▶ **DIRECTION**:
Skip the pictures and quote all of the lines exactly.

[START OF MATERIAL TO PROCESS]

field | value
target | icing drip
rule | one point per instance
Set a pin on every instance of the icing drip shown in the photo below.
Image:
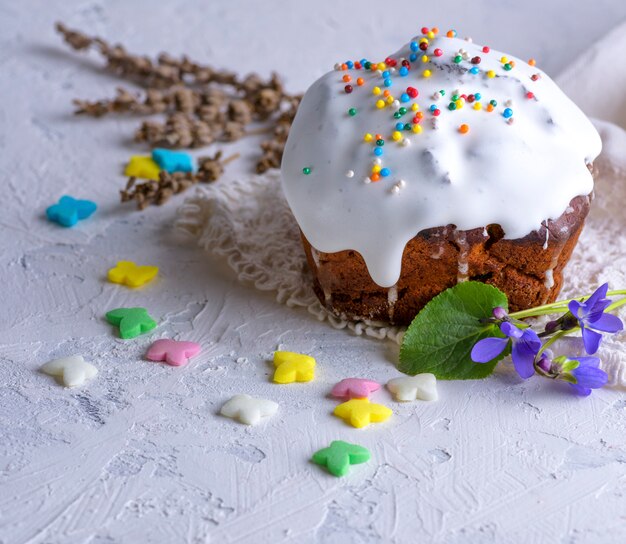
(316, 259)
(392, 298)
(461, 159)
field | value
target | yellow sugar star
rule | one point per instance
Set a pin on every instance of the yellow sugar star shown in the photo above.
(142, 167)
(128, 273)
(293, 367)
(361, 412)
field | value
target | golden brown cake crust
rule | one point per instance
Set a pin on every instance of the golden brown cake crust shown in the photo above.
(529, 270)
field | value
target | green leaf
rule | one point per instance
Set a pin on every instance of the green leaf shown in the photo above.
(441, 337)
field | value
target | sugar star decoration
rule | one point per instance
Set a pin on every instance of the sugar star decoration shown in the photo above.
(68, 211)
(173, 352)
(142, 167)
(132, 275)
(354, 388)
(172, 161)
(361, 412)
(293, 367)
(131, 321)
(418, 387)
(338, 457)
(248, 410)
(73, 371)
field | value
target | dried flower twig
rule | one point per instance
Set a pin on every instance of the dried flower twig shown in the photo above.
(201, 106)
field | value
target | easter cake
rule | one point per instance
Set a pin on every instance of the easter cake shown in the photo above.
(446, 162)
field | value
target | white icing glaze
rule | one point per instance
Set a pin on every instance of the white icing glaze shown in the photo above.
(513, 174)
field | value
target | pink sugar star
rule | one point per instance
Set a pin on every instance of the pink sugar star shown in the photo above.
(173, 352)
(354, 388)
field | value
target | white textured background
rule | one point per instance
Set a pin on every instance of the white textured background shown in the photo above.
(140, 455)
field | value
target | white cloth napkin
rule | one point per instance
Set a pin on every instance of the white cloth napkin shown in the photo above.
(248, 222)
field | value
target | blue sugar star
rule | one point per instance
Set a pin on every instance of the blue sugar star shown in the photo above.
(172, 161)
(69, 211)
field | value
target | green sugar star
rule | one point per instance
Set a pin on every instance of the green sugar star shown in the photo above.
(131, 321)
(338, 457)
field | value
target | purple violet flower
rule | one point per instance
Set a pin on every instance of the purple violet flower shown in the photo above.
(588, 376)
(526, 345)
(590, 315)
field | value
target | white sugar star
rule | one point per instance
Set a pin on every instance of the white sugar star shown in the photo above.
(73, 371)
(248, 410)
(422, 387)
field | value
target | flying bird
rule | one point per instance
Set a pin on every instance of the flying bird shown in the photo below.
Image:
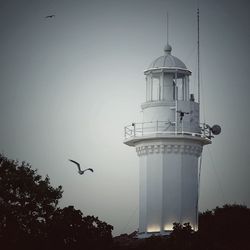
(50, 16)
(79, 167)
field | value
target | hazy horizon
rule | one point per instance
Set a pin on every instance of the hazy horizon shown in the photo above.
(70, 84)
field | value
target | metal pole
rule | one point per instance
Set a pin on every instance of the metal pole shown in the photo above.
(198, 48)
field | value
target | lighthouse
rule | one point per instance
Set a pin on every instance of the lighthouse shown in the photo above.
(169, 142)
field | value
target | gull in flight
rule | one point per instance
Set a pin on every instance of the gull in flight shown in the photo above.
(50, 16)
(79, 167)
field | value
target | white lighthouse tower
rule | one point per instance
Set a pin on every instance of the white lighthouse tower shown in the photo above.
(169, 142)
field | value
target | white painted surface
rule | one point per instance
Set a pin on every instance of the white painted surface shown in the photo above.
(169, 145)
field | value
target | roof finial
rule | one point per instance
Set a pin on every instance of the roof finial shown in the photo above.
(167, 48)
(167, 29)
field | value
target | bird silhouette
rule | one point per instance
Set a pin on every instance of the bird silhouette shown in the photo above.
(79, 167)
(50, 16)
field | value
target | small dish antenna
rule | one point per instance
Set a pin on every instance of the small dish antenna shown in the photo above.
(216, 129)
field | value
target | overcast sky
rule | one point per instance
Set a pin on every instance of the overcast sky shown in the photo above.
(69, 84)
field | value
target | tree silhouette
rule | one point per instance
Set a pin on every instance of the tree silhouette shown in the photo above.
(31, 219)
(27, 203)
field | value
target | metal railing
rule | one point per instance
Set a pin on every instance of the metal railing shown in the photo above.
(163, 127)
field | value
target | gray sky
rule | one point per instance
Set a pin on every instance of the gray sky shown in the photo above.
(71, 83)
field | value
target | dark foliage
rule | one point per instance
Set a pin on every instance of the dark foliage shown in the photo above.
(225, 228)
(30, 218)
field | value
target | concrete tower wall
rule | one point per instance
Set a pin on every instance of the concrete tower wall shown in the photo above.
(168, 184)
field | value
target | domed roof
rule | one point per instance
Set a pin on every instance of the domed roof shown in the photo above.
(167, 61)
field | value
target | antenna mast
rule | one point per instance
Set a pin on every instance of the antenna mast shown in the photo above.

[END OF MATERIAL TO PROCESS]

▶ **ANSWER IN FULL**:
field | value
target | icing drip
rule | one point per instance
Set a pin on every instance of the icing drip shown in the photo below.
Image:
(316, 259)
(392, 298)
(461, 159)
field | value
target | yellow sugar star
rule | one point per instance
Set a pin on every instance of the yellow sugar star shown in the photo above.
(142, 167)
(128, 273)
(293, 367)
(361, 412)
field | value
target | golden brown cake crust
rule | one point per instance
Set a pin on every instance of the golden brown cake crust shown in the photo above.
(529, 270)
field | value
target | green leaf
rule | one point per instance
Set a pin on every instance of the green leaf shown in the photo above.
(441, 337)
field | value
target | sugar star decoration
rule | one point per instance
Set a pin on every instance of the sugar star decoration shown in the photo above.
(68, 211)
(173, 352)
(142, 167)
(132, 275)
(354, 388)
(172, 161)
(361, 412)
(293, 367)
(131, 321)
(418, 387)
(338, 457)
(248, 410)
(73, 371)
field | value
target | dried flower twig
rule | one point per instance
Set a pin on every instance of the dried flower twig shown in the photo above.
(201, 106)
field | value
target | easter cake
rule | one point per instance
Set a pin on every instance of the easter cake shown in the photo above.
(446, 162)
field | value
target | white icing glaze
rule | one point per instance
Set a pin on every instance of the white icing glaze shown in the photo above.
(513, 174)
field | value
target | pink sugar star
rule | one point per instance
Set a pin on every instance of the pink sugar star shown in the photo above.
(173, 352)
(354, 388)
field | value
target | white textured background
rule | one point per instance
Set a pin on every instance of the white textured background shown in the photo above.
(140, 455)
field | value
target | white cloth napkin
rule | one point per instance
Set a pin on every instance of the white cloth napkin shown in the photo above.
(248, 222)
field | value
target | blue sugar star
rule | one point per instance
Set a pin on every instance of the blue sugar star shown in the photo above.
(172, 161)
(69, 211)
field | value
target | green sugar star
rule | one point per instance
Set a pin on every instance of the green sugar star shown in the photo above.
(131, 321)
(338, 457)
field | value
target | purple violet flower
rule | one point per instance
Set a pin on every instance of the purple violet flower shown in the photo above.
(588, 376)
(526, 345)
(590, 315)
field | value
target | white sugar star
rule | one point per instance
Set a pin on every instance of the white sugar star shown in the photo above.
(73, 371)
(248, 410)
(422, 387)
field | value
target | flying bird
rule | one point per instance
Set a pin on every instance of the flying bird shown in the photo below.
Image:
(50, 16)
(79, 167)
field | value
target | hazy horizon
rule | one point per instance
Set a pin on every instance of the hazy horizon shown in the photo above.
(70, 84)
field | value
target | metal pole
rule | one point per instance
Set a pin on every instance of the metal pole shown in the photo above.
(198, 48)
field | value
target | lighthouse
rule | one point per instance
Set a pin on every instance of the lighthouse shown in the photo above.
(169, 142)
field | value
target | gull in flight
rule | one point per instance
Set a pin on every instance of the gull in flight shown in the photo above.
(50, 16)
(79, 167)
field | value
target | white lighthouse tower
rule | one point per instance
Set a pin on every instance of the white lighthouse tower shown in the photo above.
(169, 142)
field | value
target | white painted surface
rule | one point per instance
Set a pin on every instance of the white painted surface shown in the photo above.
(169, 145)
field | value
target | roof finial
rule | one point per instance
Set a pin on every instance of the roof finial shown in the photo above.
(167, 48)
(167, 29)
field | value
target | bird silhouette
rule | one point per instance
Set a pin on every instance of the bird silhouette shown in the photo above.
(79, 167)
(50, 16)
field | value
target | small dish antenna
rule | one point per instance
Set a pin on every instance of the small dish antenna shown in the photo above.
(216, 129)
field | value
target | overcast sky
rule | one point per instance
Set a pin on every instance of the overcast sky shown in the photo above.
(69, 84)
field | value
target | tree silhouette
rule | one point per instance
Set a pin on every instance of the tree silhouette shown in the photo above.
(31, 219)
(27, 203)
field | value
target | metal railing
rule | one point per instance
Set a pin on every instance of the metal railing shown in the photo above.
(163, 127)
field | value
target | gray sky
rule | one point per instance
Set a pin on every instance of the gray sky shown in the photo above.
(71, 83)
field | value
target | dark foliage
rule | one point per instance
Set a pin on every instance of the dark foliage shown in the photo above.
(225, 228)
(30, 218)
field | value
target | concrete tower wall
rule | one point per instance
Set a pin on every instance of the concrete tower wall shown in the photo above.
(168, 184)
field | value
target | domed roof
rule | one point per instance
Set a pin on every instance of the domed roof shown in the photo above.
(167, 61)
field | value
target | antenna mast
rule | one point per instance
Set a pin on every instance of the antenna mast shown in the photo above.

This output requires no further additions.